[[ TEXT EXCERPT open ]]
🤖 AI Summary
This study investigates the capability of large language models (LLMs) to predict user repurchase intervals under zero-shot settings and systematically examines how the amount of contextual information influences predictive performance. Comparing LLMs against statistical baselines (e.g., exponential distribution) and specialized machine learning models, the findings reveal that while LLMs outperform simple statistical approaches, they fall significantly short of dedicated predictive models. Moreover, moderately increasing contextual detail improves LLM performance, yet excessive user-specific information leads to degradation—a counterintuitive phenomenon suggesting that “more context” is not always beneficial. These results challenge prevailing assumptions about context utilization in LLM-based forecasting and offer new directions for hybrid modeling frameworks that integrate statistical rigor with linguistic flexibility.
📝 Abstract
Large Language Models (LLMs) have demonstrated impressive capabilities in reasoning and prediction across different domains. Yet, their ability to infer temporal regularities from structured behavioral data remains underexplored. This paper presents a systematic study investigating whether LLMs can predict time intervals between recurring user actions, such as repeated purchases, and how different levels of contextual information shape their predictive behavior. Using a simple but representative repurchase scenario, we benchmark state-of-the-art LLMs in zero-shot settings against both statistical and machine-learning models. Two key findings emerge. First, while LLMs surpass lightweight statistical baselines, they consistently underperform dedicated machine-learning models, showing their limited ability to capture quantitative temporal structure. Second, although moderate context can improve LLM accuracy, adding further user-level detail degrades performance. These results challenge the assumption that"more context leads to better reasoning". Our study highlights fundamental limitations of today's LLMs in structured temporal inference and offers guidance for designing future context-aware hybrid models that integrate statistical precision with linguistic flexibility.
[[ TEXT EXCERPT closed ]]
**THE TASK**
Copy out the full text on whether LLMs can predict repurchase intervals, word for word and with nothing changed.
[[ SUPPLIED RECORDS open ]]
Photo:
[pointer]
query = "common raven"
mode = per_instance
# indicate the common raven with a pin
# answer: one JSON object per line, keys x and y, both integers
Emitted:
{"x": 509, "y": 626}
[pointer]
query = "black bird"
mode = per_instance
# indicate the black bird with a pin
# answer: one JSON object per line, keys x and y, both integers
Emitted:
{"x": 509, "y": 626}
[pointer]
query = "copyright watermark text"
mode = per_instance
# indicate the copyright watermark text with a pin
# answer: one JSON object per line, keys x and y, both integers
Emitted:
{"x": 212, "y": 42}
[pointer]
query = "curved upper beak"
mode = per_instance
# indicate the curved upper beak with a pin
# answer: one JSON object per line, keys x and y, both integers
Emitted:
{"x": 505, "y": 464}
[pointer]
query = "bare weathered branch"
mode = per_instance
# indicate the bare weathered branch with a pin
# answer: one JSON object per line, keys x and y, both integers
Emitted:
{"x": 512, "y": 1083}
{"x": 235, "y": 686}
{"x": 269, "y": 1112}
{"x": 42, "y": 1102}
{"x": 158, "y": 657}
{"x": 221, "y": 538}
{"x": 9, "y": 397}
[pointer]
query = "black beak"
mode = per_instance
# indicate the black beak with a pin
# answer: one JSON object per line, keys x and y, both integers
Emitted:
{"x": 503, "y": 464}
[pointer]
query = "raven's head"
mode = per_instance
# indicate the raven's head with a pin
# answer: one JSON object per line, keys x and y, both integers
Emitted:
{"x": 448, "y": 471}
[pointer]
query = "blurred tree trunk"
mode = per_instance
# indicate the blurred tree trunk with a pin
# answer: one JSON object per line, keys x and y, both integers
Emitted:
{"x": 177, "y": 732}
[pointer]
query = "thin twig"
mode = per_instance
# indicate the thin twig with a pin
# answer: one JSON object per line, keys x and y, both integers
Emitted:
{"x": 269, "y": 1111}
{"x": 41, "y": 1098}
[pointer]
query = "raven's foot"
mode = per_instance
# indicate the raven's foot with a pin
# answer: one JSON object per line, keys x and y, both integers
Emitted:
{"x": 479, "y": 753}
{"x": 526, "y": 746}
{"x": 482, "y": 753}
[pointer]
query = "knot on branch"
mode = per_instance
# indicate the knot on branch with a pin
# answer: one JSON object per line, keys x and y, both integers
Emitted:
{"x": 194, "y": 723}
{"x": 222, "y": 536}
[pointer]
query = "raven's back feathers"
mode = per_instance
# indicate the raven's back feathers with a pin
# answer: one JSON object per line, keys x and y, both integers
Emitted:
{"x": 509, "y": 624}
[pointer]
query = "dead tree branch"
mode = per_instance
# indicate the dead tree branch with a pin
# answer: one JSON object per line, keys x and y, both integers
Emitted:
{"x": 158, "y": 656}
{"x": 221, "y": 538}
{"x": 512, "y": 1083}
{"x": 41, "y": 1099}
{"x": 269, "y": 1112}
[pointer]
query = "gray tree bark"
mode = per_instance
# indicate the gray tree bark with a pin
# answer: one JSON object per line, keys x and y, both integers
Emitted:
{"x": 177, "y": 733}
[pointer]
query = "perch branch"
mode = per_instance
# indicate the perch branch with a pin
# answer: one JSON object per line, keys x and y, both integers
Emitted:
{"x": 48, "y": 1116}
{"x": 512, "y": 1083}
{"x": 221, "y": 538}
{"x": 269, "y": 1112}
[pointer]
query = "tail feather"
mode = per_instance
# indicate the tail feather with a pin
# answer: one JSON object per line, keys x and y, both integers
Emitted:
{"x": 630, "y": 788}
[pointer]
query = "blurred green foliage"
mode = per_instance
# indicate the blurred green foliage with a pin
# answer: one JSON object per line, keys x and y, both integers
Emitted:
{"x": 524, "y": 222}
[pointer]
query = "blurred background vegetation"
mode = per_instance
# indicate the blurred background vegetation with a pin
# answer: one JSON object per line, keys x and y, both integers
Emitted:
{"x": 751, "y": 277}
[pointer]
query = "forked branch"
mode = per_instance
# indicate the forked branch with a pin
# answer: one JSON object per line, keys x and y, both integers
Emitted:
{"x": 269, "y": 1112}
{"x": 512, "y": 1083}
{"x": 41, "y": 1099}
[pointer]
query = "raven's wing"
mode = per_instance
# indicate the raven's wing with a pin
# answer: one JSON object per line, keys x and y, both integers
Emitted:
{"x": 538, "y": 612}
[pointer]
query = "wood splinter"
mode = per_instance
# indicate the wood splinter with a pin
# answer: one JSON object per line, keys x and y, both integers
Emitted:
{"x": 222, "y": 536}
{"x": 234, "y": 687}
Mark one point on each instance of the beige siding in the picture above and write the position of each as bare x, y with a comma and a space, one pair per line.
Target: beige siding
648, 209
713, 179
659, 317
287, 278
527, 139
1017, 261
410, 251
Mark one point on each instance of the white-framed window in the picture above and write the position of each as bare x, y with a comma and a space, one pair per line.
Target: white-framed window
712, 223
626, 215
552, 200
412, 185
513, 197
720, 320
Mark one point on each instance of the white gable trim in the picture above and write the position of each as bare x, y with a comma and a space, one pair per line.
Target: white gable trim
[[ SUPPLIED RECORDS closed ]]
**SOLUTION**
🤖 AI Summary
This study investigates the capability of large language models (LLMs) to predict user repurchase intervals under zero-shot settings and systematically examines how the amount of contextual information influences predictive performance. Comparing LLMs against statistical baselines (e.g., exponential distribution) and specialized machine learning models, the findings reveal that while LLMs outperform simple statistical approaches, they fall significantly short of dedicated predictive models. Moreover, moderately increasing contextual detail improves LLM performance, yet excessive user-specific information leads to degradation—a counterintuitive phenomenon suggesting that “more context” is not always beneficial. These results challenge prevailing assumptions about context utilization in LLM-based forecasting and offer new directions for hybrid modeling frameworks that integrate statistical rigor with linguistic flexibility.
📝 Abstract
Large Language Models (LLMs) have demonstrated impressive capabilities in reasoning and prediction across different domains. Yet, their ability to infer temporal regularities from structured behavioral data remains underexplored. This paper presents a systematic study investigating whether LLMs can predict time intervals between recurring user actions, such as repeated purchases, and how different levels of contextual information shape their predictive behavior. Using a simple but representative repurchase scenario, we benchmark state-of-the-art LLMs in zero-shot settings against both statistical and machine-learning models. Two key findings emerge. First, while LLMs surpass lightweight statistical baselines, they consistently underperform dedicated machine-learning models, showing their limited ability to capture quantitative temporal structure. Second, although moderate context can improve LLM accuracy, adding further user-level detail degrades performance. These results challenge the assumption that"more context leads to better reasoning". Our study highlights fundamental limitations of today's LLMs in structured temporal inference and offers guidance for designing future context-aware hybrid models that integrate statistical precision with linguistic flexibility.